Buenos Aires se fue a dormir intranquila el día de ayer. Sorprendida, avergonzada. Las expectativas del Superclásico Boca-River, en el marco de la Copa Libertadores, fueron traicionadas a más de un nivel. La aterradora conducta de la hinchada de Boca, arrojando gas pimienta a los jugadores de River cuando salían al campo a jugarse el segundo tiempo del 0-0. La larga espera de 70 minutos, hasta que los árbitros suspendieron el partido. La suspensión misma, que sentenció al coitus interruptus el tan esperado duelo de titanes. Hubo incluso quien reprochó a los jugadores de Boca su impasibilidad frente a los hechos, su falta de un gesto solidario.

Lo cierto es que nadie durmió satisfecho al término de la jornada futbolística.

Este incidente da mucho que pensar respecto a cómo se organiza social y simbólicamente la hinchada en Buenos Aires. Recuerdo haberme sorprendido, recién llegado al país, por la explicación respecto al nombre la célebre 12, la barra brava de Boca, fruto de los excesos de la mítica rivalidad entre dos clubes que compartían barrio en sus orígenes. Me llamó la atención el modo en que el deporte moviliza las identidades locales, determinando la interacción con lo público y lo privado, con ese modo porteño de enfrentarse a la calle cuando es día de partido. De ello, el célebre video del "Tano" Pasman no deja de ser un síntoma llamativo.

El filósofo francés Michel Serres explica en su libro "Variaciones sobre el cuerpo" cómo el deporte conserva el lugar que ocupó el teatro trágico en la antigüedad: forjador de un cierto tipo de ciudadanía, transmisor de un modelo ético para dirimir las tensiones surgidas de la convivencia con el otro. Un modo de normar y organizar nuestros impulsos violentos, nuestro frenético deseo de supremacía.

Un sucedáneo de la guerra. Sin embargo, también afirma que:

"…desde los albores de la historia nos reunimos para luchar juntos contra la violencia, contemplándola; pero ella renace incesantemente y sobre todo en los mismos lugares donde juegan nuestros mejores remedios que, por lo tanto, son temporarios y sujetos al desgaste: hay que volver a empezar".

¿Será entonces el momento de pensar si el Fútbol se ha desgastado en su función de educarnos respecto a la violencia? ¿O quizá convendría preguntarse si acaso no estaremos desatendiendo las causas de dicha violencia, dejando que sea el deporte y el espectáculo quienes se hagan cargo de mitigar las pulsiones más destructivas de nuestra convivencia?

No debe dejar de sorprendernos, en ese sentido, que la violencia en el incidente de ayer se filtrara desde las gradas hacia el terreno de juego y que lo hiciera en un momento de pausa: una irredenta violación del aséptico transcurrir de la competencia, un síntoma de desprecio por las reglas de juego y los márgenes simbólicos en los que toma lugar.

Ni siquiera se trató de una infantil imposibilidad para aceptar la derrota: algo quizá más usual y más fácilmente explicable en los predios del deporte.

No, más bien fue un impulso de radical inconformidad con la idea del juego normado, del fair play cuyos resultados acaso puedan ser impredecibles. Un gesto político, al mismo tiempo, preocupante indicador de que algunos no están conformes con su rol de espectadores en la contienda, de que están dispuestos a cualquier cosa por favorecer a su bando.

Esperemos, de ser así, que el árbitro sepa leer estas señales a tiempo. No siempre se puede esperar demasiado para sonar el silbato y tomar las decisiones necesarias.

- **Consigna**: Transcribe del texto sobre el Superclásico Boca-River el tramo que empieza en las palabras "Ni siquiera se" y termina después de "las decisiones necesarias.".

[Entradas de la colección]

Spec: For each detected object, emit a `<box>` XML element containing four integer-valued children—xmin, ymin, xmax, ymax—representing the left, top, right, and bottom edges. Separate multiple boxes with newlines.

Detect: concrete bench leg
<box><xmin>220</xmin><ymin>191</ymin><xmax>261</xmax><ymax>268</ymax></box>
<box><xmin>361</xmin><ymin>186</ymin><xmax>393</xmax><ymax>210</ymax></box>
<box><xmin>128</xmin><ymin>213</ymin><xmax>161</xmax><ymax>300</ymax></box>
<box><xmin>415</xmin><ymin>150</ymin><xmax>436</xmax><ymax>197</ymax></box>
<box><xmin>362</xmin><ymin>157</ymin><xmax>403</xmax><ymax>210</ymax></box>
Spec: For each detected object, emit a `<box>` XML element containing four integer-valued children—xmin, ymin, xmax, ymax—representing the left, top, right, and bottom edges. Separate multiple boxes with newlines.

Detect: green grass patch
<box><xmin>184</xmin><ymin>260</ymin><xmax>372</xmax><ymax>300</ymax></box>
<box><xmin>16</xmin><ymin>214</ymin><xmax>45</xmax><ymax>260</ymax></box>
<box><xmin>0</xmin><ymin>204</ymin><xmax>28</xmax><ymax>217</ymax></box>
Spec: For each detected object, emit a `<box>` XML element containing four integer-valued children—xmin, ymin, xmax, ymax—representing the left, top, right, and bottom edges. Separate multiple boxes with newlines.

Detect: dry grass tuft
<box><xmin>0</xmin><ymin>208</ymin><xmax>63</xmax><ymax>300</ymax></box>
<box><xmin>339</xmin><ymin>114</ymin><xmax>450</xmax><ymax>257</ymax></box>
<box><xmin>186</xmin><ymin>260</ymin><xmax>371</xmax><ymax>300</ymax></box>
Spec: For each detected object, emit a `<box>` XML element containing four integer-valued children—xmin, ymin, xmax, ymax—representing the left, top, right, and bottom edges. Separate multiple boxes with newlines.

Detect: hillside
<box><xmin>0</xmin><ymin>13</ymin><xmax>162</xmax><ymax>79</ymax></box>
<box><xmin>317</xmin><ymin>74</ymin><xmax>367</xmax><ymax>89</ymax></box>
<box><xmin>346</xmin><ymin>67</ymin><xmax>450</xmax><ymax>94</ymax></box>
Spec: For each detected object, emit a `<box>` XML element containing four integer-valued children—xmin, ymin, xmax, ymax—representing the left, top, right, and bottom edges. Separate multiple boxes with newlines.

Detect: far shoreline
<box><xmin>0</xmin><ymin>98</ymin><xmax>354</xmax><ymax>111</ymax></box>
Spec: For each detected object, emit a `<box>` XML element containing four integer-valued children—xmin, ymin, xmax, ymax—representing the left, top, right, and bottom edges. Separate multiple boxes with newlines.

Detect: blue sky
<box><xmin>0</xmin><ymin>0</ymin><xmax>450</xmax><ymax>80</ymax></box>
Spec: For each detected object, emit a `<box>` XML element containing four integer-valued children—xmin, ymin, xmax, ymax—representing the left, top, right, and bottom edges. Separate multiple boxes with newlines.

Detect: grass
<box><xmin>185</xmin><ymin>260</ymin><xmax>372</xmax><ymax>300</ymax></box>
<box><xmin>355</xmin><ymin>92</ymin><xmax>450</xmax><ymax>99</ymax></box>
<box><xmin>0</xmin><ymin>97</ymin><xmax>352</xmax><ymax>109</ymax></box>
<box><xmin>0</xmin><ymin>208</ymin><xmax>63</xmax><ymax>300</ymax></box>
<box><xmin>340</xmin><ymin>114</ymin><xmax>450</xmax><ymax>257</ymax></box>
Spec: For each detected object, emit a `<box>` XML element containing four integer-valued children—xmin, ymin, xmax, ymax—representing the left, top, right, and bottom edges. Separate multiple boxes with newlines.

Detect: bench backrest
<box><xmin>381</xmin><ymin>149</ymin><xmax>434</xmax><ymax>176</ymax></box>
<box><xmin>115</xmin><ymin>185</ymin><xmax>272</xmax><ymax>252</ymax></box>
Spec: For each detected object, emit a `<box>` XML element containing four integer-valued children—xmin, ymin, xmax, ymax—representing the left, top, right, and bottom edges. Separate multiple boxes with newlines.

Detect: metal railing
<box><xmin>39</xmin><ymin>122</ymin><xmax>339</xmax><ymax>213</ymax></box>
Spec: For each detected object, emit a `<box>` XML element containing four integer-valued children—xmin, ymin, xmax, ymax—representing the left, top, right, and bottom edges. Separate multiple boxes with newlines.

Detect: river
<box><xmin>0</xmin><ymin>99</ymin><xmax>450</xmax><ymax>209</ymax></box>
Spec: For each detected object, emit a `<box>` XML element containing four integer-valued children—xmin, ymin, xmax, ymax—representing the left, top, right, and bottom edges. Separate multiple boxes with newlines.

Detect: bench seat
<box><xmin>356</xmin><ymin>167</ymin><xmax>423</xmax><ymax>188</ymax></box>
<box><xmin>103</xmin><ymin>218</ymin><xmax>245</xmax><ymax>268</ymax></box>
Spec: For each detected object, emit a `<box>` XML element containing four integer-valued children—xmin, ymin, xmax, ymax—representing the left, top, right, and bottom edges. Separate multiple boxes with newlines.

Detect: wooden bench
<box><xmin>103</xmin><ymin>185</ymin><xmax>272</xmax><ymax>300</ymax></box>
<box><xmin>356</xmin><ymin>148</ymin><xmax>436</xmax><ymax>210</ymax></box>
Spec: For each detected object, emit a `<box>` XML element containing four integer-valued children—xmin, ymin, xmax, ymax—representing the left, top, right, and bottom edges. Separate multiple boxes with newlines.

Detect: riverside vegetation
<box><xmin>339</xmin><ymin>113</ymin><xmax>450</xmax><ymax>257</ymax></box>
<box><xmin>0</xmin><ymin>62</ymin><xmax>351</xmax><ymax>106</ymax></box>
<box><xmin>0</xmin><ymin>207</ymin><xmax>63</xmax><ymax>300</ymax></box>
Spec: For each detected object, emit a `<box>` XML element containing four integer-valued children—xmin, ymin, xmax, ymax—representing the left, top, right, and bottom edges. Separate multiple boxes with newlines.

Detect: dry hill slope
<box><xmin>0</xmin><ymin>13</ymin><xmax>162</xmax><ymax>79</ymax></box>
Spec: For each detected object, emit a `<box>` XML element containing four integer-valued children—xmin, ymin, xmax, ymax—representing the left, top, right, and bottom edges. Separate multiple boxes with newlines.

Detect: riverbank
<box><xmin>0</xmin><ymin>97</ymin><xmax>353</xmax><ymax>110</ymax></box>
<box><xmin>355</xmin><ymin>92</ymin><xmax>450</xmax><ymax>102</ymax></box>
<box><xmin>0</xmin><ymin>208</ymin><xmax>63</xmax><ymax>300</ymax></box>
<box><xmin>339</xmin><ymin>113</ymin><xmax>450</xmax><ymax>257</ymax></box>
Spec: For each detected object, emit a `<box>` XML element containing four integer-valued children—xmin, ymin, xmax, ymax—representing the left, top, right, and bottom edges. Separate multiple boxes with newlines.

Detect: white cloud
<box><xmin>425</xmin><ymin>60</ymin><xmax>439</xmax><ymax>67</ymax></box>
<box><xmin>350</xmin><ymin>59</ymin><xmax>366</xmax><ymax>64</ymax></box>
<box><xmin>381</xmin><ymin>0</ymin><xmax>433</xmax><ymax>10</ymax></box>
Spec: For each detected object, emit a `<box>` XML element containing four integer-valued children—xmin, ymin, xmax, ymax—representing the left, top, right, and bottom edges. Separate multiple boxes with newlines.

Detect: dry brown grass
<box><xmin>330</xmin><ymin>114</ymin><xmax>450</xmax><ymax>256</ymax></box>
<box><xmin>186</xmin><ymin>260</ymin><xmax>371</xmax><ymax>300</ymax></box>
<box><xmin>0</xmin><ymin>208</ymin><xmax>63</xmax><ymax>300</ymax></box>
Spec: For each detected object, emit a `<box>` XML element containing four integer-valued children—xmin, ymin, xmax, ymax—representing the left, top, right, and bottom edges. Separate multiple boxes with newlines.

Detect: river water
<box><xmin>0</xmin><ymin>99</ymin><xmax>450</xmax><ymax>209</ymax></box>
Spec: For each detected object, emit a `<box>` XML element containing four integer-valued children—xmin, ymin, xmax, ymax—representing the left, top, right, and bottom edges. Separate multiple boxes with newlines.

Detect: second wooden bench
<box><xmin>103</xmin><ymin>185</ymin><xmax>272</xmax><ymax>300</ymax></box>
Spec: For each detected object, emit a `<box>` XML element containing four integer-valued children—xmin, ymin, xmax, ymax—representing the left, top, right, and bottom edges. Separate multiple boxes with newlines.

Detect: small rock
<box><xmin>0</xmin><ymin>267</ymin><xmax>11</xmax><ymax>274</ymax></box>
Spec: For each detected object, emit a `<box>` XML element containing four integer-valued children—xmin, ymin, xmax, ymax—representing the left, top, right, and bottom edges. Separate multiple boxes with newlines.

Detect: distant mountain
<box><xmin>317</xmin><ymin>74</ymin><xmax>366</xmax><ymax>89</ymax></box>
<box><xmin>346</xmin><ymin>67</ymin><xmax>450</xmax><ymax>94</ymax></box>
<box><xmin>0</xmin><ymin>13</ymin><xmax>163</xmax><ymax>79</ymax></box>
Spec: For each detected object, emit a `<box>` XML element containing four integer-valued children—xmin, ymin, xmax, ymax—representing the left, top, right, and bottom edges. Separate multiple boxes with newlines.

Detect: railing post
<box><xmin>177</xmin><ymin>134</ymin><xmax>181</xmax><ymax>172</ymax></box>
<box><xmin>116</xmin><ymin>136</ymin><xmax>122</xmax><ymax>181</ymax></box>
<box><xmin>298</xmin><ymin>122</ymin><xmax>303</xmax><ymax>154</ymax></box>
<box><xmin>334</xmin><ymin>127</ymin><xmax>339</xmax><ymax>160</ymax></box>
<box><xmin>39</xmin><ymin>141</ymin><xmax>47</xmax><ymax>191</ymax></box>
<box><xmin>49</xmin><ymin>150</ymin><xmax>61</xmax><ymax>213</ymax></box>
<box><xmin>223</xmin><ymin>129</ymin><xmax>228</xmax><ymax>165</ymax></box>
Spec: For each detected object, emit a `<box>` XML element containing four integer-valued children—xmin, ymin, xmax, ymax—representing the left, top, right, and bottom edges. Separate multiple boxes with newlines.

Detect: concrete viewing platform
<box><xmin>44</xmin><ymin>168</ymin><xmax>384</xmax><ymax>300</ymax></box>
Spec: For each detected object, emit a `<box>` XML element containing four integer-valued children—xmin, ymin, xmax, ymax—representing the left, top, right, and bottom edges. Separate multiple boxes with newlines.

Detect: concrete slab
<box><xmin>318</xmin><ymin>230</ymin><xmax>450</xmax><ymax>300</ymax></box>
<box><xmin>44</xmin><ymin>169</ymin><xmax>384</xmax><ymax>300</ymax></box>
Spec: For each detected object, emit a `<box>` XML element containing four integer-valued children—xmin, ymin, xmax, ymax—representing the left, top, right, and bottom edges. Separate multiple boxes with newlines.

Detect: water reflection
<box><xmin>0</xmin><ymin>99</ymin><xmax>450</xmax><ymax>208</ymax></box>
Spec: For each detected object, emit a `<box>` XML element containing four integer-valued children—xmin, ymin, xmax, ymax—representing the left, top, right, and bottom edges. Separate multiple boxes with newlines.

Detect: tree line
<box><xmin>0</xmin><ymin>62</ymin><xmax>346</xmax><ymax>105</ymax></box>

- **Solución**:
Ni siquiera se trató de una infantil imposibilidad para aceptar la derrota: algo quizá más usual y más fácilmente explicable en los predios del deporte.

No, más bien fue un impulso de radical inconformidad con la idea del juego normado, del fair play cuyos resultados acaso puedan ser impredecibles. Un gesto político, al mismo tiempo, preocupante indicador de que algunos no están conformes con su rol de espectadores en la contienda, de que están dispuestos a cualquier cosa por favorecer a su bando.

Esperemos, de ser así, que el árbitro sepa leer estas señales a tiempo. No siempre se puede esperar demasiado para sonar el silbato y tomar las decisiones necesarias.